▶ Short task
Pick out each line below that contains the word "tablet", and copy those lines.

▶ Supplied material
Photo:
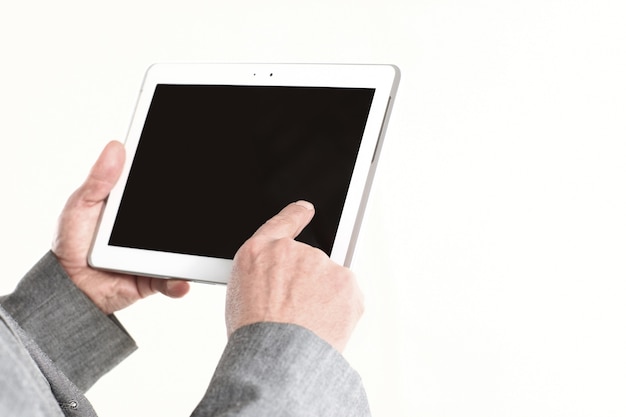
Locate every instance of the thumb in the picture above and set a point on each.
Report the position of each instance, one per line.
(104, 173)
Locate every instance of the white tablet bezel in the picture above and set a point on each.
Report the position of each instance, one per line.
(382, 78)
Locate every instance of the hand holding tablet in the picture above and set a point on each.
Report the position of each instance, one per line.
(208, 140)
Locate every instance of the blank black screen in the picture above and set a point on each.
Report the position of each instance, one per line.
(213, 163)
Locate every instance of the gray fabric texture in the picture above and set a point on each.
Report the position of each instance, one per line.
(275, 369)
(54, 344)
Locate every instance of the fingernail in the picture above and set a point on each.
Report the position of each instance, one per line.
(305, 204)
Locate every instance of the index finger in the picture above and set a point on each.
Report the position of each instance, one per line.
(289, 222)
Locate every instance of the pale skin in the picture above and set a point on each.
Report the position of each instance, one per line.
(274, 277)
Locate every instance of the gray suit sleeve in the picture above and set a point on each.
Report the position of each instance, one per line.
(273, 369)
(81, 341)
--
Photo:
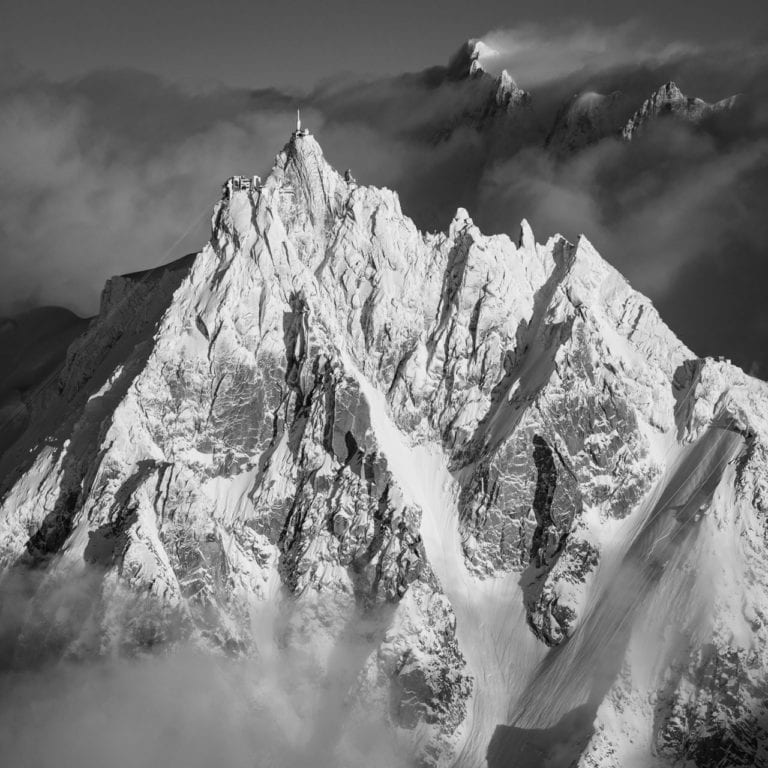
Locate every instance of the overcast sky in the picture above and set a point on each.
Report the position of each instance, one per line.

▶ Correct answer
Locate every instance of the white tablet bezel in the picture above and set a point on each.
Locate every instance of the hand holding tablet in the picture above and set a point on each.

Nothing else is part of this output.